=== Data rows ===
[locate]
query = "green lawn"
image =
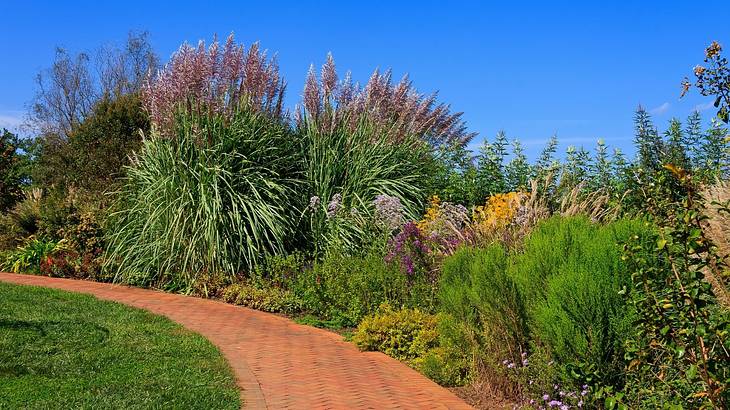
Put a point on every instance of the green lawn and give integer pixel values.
(65, 350)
===
** What is expected **
Using the records above, retype everything exactly except the pictures.

** Written reply **
[locate]
query = "green lawn"
image =
Put a point on every instance of the green lawn and give integer pixel values.
(65, 350)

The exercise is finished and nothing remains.